• Selected extract

= Beginning of Section =

Young people are still reporting many mental health complaints. They did give slightly more positive answers to some questions in 2022 compared to the year before, but that’s not enough to say there’s a trend reversal, CBS believes.
“After the COVID years one could have hoped to see an improvement”, says head sociologist Tanja Traag, “but the expected decrease of mental problems amongst young people is not apparent from these figures.”
Increase in COVID years
In 2021, CBS suddenly saw more psychological complaints amongst young people. Much more often they said they had felt sombre, nervous or down in the month leading up to the survey. Previously hovering around ten percent, the figure shot up to eighteen percent in 2021. In 2022 this dropped to sixteen, CBS now reports.
As far as encouraging signs go, this is the only one. Other problems are actually increasing. For instance, every year since 2017 there’s been a rise in the number of students saying that they’ve suffered from depression in the twelve months before they took the survey. For 18- to 25-year-olds this is now seventeen percent, says CBS.
Skewed male to female ratio
Not all figures have been broken down for young people below and above the age of eighteen, nor is it possible to infer from these figures if there’s a difference between students and non-students. What is clear, is that 18- to 25-year-olds report almost double the number of psychological complaints 12- to 17-year-olds do. The male to female ratio is quite skewed as well. In 2022, twice as many women aged 18 to 25 said they were having psychological complaints than their male counterparts: 26 vs 13 percent.
Chronic sleeping problems
In addition, more and more young people are saying they’ve had ‘quite some’ to ‘very severe’ sleeping problems in the two weeks preceding the CBS visit. Until now these sleeping problems had not received as much attention, but they have been rising significantly since 2020, to 22 percent in 2022. Between 2017 and 2019 this percentage hovered around 14.
That more young people are saying they have mental problems hasn’t gone unnoticed by health psychologist Peter van der Velden of Tilburg University. He does have a critical note to add based on his own research: in general, about half the people with psychological complaints say they still have them after a year. With the other half, the complaints have decreased or even disappeared completely.
Van der Velden also observes an increase in sleeping problems. And he takes them very seriously. “Chronic sleeping problems undermine your life. This is often underestimated.”
Last week, student and welfare organisations argued for setting up a ‘headache council’ because of the increase of mental problems amongst young people.

= End of Section =

• Stored data
= Beginning of Section =

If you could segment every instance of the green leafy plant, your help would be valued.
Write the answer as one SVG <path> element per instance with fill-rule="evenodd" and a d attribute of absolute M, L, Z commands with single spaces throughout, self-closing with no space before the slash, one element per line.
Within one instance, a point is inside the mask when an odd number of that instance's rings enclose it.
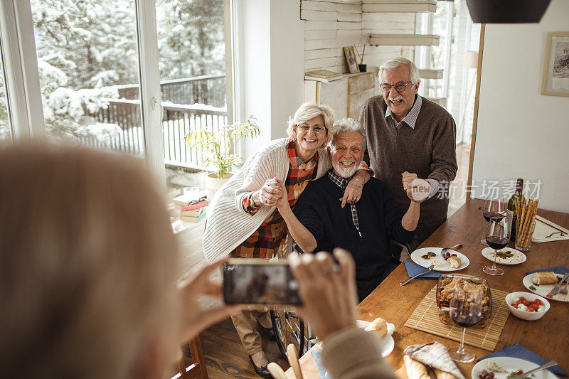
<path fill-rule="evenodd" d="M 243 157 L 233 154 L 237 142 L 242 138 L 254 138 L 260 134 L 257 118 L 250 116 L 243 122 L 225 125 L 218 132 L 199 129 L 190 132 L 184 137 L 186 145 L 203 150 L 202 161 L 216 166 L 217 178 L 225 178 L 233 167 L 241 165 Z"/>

= End of Section =
= Beginning of Section =

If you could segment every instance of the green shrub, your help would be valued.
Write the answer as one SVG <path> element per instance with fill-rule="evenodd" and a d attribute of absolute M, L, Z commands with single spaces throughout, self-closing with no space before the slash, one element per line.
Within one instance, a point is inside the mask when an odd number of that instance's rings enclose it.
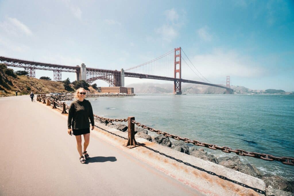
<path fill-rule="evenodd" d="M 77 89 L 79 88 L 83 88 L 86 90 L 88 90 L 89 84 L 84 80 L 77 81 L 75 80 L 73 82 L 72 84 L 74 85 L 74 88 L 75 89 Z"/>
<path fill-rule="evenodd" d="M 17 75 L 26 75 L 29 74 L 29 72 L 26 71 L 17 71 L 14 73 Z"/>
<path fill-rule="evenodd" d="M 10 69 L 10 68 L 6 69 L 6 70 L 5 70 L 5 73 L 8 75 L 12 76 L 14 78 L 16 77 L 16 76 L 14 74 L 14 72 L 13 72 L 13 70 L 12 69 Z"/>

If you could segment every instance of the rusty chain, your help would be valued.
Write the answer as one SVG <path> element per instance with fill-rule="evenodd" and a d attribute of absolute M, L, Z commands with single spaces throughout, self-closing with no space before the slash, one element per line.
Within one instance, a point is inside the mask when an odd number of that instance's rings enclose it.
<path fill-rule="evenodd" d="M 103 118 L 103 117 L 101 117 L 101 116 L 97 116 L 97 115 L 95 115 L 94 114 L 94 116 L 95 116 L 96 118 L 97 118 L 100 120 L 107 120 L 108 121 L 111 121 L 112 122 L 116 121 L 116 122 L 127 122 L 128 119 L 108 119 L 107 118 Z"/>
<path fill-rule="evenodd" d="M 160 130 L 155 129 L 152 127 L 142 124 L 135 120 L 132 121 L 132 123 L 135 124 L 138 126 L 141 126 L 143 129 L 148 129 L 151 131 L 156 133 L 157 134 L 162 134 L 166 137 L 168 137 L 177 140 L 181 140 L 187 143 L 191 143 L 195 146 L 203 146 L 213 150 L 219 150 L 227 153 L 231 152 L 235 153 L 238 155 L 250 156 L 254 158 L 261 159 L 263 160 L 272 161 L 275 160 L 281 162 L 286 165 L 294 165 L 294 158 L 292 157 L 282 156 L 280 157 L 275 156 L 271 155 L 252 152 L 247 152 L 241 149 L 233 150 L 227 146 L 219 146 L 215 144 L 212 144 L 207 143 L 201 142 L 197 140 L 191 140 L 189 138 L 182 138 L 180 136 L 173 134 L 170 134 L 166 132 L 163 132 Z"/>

= End of Section =
= Beginning of Section =

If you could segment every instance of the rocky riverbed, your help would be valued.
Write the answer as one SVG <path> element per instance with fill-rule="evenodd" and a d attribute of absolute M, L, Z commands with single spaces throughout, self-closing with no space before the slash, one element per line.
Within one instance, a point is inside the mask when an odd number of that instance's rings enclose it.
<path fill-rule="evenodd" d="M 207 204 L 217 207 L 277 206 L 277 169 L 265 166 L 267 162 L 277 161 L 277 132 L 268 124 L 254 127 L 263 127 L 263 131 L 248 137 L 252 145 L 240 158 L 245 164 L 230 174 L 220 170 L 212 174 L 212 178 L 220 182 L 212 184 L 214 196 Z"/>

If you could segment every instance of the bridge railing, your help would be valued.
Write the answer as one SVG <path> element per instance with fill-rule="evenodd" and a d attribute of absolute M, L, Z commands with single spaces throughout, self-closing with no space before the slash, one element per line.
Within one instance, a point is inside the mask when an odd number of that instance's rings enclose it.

= End of Section =

• Prompt 1
Answer these from the article on youth mental health, each on its own line:
(a) What percentage of young people said they felt sombre, nervous or down in 2021?
(b) In 2022, what percentage of women aged 18 to 25 reported psychological complaints?
(c) Which university is health psychologist Peter van der Velden with?
• Prompt 2
Please update the article on youth mental health, starting with "Skewed male to" and going on through "vs 13 percent.", with "male to female ratio" changed to "gender ratio".
• Prompt 3
For each statement, say yes or no according to the article on youth mental health and quote the words that decide it.
(a) CBS believes the 2022 answers show a trend reversal.
(b) Between 2017 and 2019, the percentage of young people with sleeping problems hovered around 14.
(c) The figures show a difference between students and non-students.
Rely only on the article on youth mental health.

• Output 1
(a) Eighteen percent
(b) 26 percent
(c) Tilburg University

• Output 2
Skewed gender ratio
Not all figures have been broken down for young people below and above the age of eighteen, nor is it possible to infer from these figures if there’s a difference between students and non-students. What is clear, is that 18- to 25-year-olds report almost double the number of psychological complaints 12- to 17-year-olds do. The gender ratio is quite skewed as well. In 2022, twice as many women aged 18 to 25 said they were having psychological complaints than their male counterparts: 26 vs 13 percent.

• Output 3
(a) No: "that’s not enough to say there’s a trend reversal, CBS believes"
(b) Yes: "Between 2017 and 2019 this percentage hovered around 14."
(c) No: "nor is it possible to infer from these figures if there’s a difference between students and non-students"